Material:
## Start

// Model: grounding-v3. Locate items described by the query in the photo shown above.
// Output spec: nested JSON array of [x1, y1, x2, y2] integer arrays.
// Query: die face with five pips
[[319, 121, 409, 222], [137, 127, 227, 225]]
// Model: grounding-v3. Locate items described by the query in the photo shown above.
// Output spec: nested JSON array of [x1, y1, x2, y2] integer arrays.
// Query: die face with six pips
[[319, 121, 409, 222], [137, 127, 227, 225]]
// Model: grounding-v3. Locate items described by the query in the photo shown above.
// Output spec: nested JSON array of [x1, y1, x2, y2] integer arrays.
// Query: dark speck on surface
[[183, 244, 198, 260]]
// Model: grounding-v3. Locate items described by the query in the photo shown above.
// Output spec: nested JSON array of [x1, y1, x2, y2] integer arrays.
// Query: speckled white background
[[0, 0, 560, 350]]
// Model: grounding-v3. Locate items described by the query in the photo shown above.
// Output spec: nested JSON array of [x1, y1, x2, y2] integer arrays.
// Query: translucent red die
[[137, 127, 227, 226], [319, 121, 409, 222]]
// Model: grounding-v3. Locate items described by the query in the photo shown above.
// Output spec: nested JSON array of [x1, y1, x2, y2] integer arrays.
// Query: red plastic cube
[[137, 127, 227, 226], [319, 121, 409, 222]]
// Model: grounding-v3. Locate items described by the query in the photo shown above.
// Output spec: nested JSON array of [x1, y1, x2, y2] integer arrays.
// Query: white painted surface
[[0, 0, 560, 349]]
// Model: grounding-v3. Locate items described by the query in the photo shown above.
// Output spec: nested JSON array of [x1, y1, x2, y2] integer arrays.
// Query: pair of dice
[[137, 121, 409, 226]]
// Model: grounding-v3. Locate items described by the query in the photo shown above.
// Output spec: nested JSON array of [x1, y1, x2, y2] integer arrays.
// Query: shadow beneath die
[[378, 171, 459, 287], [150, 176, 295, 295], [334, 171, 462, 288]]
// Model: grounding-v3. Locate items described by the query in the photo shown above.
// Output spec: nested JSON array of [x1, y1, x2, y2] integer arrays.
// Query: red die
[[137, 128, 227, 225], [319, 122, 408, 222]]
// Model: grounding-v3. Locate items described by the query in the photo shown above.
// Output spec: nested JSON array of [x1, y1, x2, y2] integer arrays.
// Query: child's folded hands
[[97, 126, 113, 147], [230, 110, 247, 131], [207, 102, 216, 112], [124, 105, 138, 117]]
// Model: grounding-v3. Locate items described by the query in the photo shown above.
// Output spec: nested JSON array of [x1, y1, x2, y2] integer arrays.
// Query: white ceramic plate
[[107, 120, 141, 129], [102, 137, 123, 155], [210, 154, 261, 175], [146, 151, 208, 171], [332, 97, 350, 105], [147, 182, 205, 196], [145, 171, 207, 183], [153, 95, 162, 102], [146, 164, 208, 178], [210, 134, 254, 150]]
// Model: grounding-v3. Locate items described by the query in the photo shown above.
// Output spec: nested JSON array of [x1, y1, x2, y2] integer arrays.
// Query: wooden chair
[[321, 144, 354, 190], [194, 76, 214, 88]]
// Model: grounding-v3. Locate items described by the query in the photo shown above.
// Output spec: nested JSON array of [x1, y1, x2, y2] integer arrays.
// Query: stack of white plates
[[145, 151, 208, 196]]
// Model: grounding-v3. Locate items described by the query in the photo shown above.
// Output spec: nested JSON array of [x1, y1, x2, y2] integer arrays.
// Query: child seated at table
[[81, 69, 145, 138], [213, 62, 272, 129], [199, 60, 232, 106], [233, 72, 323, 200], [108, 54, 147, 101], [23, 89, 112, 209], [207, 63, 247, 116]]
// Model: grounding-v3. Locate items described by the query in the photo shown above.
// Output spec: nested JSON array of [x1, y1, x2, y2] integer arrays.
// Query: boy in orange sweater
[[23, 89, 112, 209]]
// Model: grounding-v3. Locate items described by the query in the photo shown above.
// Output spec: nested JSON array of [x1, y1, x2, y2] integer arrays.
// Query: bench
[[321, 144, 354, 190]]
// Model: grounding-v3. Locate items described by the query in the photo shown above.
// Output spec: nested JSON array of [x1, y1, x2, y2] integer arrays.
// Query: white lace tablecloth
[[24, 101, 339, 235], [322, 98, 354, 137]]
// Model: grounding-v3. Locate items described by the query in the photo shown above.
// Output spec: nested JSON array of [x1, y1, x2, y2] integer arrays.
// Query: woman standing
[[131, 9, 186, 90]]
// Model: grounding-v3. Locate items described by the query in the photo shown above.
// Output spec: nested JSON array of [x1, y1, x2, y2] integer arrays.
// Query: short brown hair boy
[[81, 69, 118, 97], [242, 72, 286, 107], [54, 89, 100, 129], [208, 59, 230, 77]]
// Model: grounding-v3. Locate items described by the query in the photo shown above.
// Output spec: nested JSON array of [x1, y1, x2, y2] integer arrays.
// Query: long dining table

## End

Set task: Copy out every one of the rows above, character for character, with nothing changed.

The result:
// Model: grounding-v3. Locate items described by the query in the photo shown above.
// Output spec: nested JSON array of [x1, y1, x2, y2] integer arrays.
// Query: die face with five pips
[[319, 121, 409, 222], [137, 127, 227, 225]]
// Model: grounding-v3. Locate items described by the query in the photo shown above.
// Output spec: nested JSON array of [x1, y1, x2, y2] integer arrays.
// Query: die face with six pips
[[319, 121, 409, 222], [137, 127, 227, 225]]
// Model: grounding-v3. Locate items described by the query in the photo shown above.
// Output spec: nested JSON array of [x1, y1, x2, y2] integer arrays.
// Query: dark speck on surface
[[183, 244, 198, 260]]
// Model: grounding-v3. Locate items described by the query in the photo shown above.
// Output spec: nested JSON array of [x1, y1, x2, y2] integer arrays.
// Query: speckled white background
[[0, 0, 560, 350]]
// Model: grounding-v3. Locate items described by the query in the photo shown above.
// Output spec: nested JSON array of [x1, y1, x2, y2] integer arrays.
// Query: translucent red die
[[137, 127, 227, 226], [319, 121, 409, 222]]
// Model: grounding-v3. Locate items described by the query in the photo shown above.
// Output spec: nested JSON array of [x1, y1, x2, y2] integer arrays.
// Query: red plastic cube
[[137, 127, 227, 226], [319, 121, 409, 222]]
// Model: grounding-v3. Locate items described by the query in the photo shown above.
// Output spec: nested JSON array of [x1, y1, x2, y2] integer arrays.
// Query: white painted surface
[[0, 0, 560, 349]]
// Model: grounding-v3. Locate items described by the query in the photo shown above.
// Output spec: nested JSON array of [x1, y1, x2, y2] integer arrays.
// Query: pair of dice
[[137, 121, 409, 226]]
// Model: grounding-v3. Locate items described by the query in the photo shown above.
// Output spec: nested JSON array of [x1, y1, x2, y2] integer arrays.
// Query: shadow beneath die
[[378, 171, 459, 287], [150, 176, 295, 295], [334, 171, 462, 288]]
// Model: grounding-v3. Locate items described by the query in the photo shown above.
// Output spec: nested JSON array of [x1, y1, x2, y2] integer arrays.
// Query: red die
[[137, 128, 227, 225], [319, 122, 408, 222]]
// Model: grounding-v3. Locate items described by the query in the photo shown above.
// Output spec: nested JSON array of [x1, y1, x2, y2] integer arrays.
// Query: child's folded hands
[[97, 126, 113, 147], [230, 110, 247, 131], [207, 102, 216, 112], [124, 105, 138, 117]]
// Model: grounding-v3. Locate items described by the query in the photo shown above.
// Output spec: nested JSON array of [x1, y1, x2, y2] integer arrays.
// Query: white ceramic plate
[[107, 120, 141, 129], [102, 137, 123, 155], [210, 154, 261, 175], [146, 151, 208, 171], [332, 97, 350, 105], [147, 182, 205, 196], [145, 171, 207, 183], [153, 95, 162, 102], [146, 164, 208, 178], [210, 134, 254, 150]]
// Model: grounding-v3. Locate items described by the query in the photo shown above.
// Output spec: nested JSON array of [x1, y1, x2, y2] integer arrays.
// Query: wooden chair
[[321, 144, 354, 190], [194, 76, 214, 88]]
// Model: grounding-v3. Locate items described by the query in the photo shown above.
// Output spec: nested JSON array of [x1, y1, x2, y2] integer arrays.
// Query: stack of white plates
[[145, 151, 208, 196]]
// Model: grounding-v3. Locate items described by the query in the photo shown above.
// Output spec: nested JSON array of [x1, y1, x2, y2] integer arrays.
// Query: child seated at table
[[81, 69, 145, 138], [213, 62, 272, 129], [199, 60, 232, 106], [233, 72, 323, 200], [108, 54, 147, 101], [23, 89, 112, 209], [207, 63, 247, 116]]
// Model: grounding-v3. Locate items described by the query in the photo shown above.
// Output spec: nested JSON array of [x1, y1, x2, y2] integer arrays.
// Query: boy in orange sweater
[[23, 89, 112, 209]]
// Model: grounding-v3. Locate items described by the query in the photo shown above.
// Output spec: nested JSON array of [x1, y1, x2, y2] integer arrays.
// Query: bench
[[321, 144, 354, 190]]
// Model: grounding-v3. Locate items described by the query in the photo shown above.
// Output spec: nested JSON array of [x1, y1, x2, y2] integer arrays.
// Query: white lace tablecloth
[[24, 101, 339, 235], [322, 98, 354, 137]]
// Model: grounding-v3. Locate items described by the query in the photo shown above.
// Output spec: nested JSON array of [x1, y1, x2, y2] integer arrays.
// Query: woman standing
[[131, 9, 186, 90]]
// Model: grounding-v3. Locate items described by the query in the photo shown above.
// Output spec: nested JSON array of [x1, y1, x2, y2] integer arrays.
// Query: short brown hair boy
[[81, 69, 118, 97], [242, 72, 286, 107], [54, 89, 100, 129], [208, 59, 230, 77]]
// Model: grounding-v3. Locate items described by the query in the photo shown above.
// Output spec: nested JSON array of [x1, y1, x2, y2] integer arrays.
// Query: long dining table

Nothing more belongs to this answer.